> _TASK ITEM_
Take the line that contains "Target: tree foliage" in the data below and each line after it, through the last, and repeat them unchanged.

> _STORED DATA_
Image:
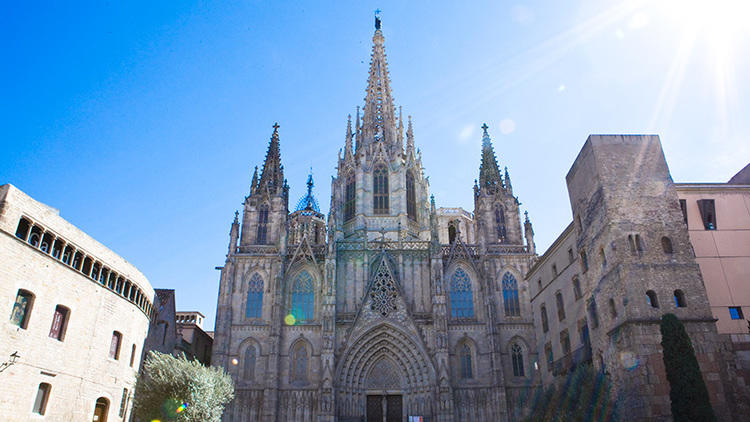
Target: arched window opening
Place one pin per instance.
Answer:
(560, 306)
(114, 345)
(638, 244)
(349, 197)
(303, 297)
(510, 295)
(254, 297)
(132, 356)
(462, 299)
(411, 197)
(612, 308)
(59, 323)
(299, 363)
(517, 358)
(22, 232)
(577, 288)
(380, 189)
(679, 299)
(68, 255)
(249, 368)
(466, 364)
(21, 313)
(87, 263)
(666, 245)
(500, 223)
(42, 397)
(262, 225)
(101, 410)
(36, 236)
(46, 245)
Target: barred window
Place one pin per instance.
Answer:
(462, 300)
(380, 189)
(254, 297)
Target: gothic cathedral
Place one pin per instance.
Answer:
(388, 309)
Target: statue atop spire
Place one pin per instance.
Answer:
(272, 177)
(379, 120)
(489, 173)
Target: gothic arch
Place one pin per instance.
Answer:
(316, 278)
(386, 341)
(476, 286)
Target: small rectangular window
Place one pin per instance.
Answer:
(736, 312)
(59, 323)
(42, 397)
(21, 311)
(683, 207)
(708, 213)
(123, 402)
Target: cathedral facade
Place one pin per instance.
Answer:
(388, 307)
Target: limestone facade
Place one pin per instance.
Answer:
(377, 311)
(78, 317)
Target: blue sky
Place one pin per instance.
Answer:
(142, 121)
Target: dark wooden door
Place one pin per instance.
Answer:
(393, 409)
(374, 408)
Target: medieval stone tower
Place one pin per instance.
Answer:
(368, 315)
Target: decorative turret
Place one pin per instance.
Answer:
(508, 186)
(379, 121)
(409, 140)
(489, 173)
(272, 177)
(348, 149)
(528, 231)
(254, 183)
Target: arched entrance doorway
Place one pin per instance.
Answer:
(385, 376)
(101, 410)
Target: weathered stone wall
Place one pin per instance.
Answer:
(78, 368)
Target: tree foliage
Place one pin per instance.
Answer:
(584, 395)
(687, 390)
(176, 389)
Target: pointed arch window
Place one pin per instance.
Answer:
(465, 357)
(249, 368)
(299, 363)
(462, 300)
(380, 189)
(254, 297)
(411, 197)
(303, 297)
(500, 222)
(517, 358)
(510, 295)
(262, 225)
(349, 197)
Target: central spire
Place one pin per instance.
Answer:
(379, 122)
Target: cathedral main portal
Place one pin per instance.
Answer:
(384, 408)
(385, 376)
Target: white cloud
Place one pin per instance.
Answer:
(507, 126)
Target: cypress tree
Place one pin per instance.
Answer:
(687, 390)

> _SOLUTION TO THIS TASK_
Target: tree foliage
Place one pin per instance.
Answer:
(584, 395)
(687, 390)
(176, 389)
Target: pointed arch window
Place one pin per instance.
Answer:
(465, 357)
(249, 368)
(299, 363)
(462, 300)
(380, 189)
(254, 297)
(411, 197)
(303, 297)
(500, 222)
(517, 358)
(510, 295)
(262, 225)
(349, 197)
Target: central spire
Place one pin per instance.
Answer:
(379, 122)
Target: cathedral main portal
Place one pin per instance.
Answer:
(384, 408)
(385, 376)
Target: white cloud
Place one pin per instance.
Answer:
(507, 126)
Target: cypress tree
Place one pin per instance.
Answer:
(687, 390)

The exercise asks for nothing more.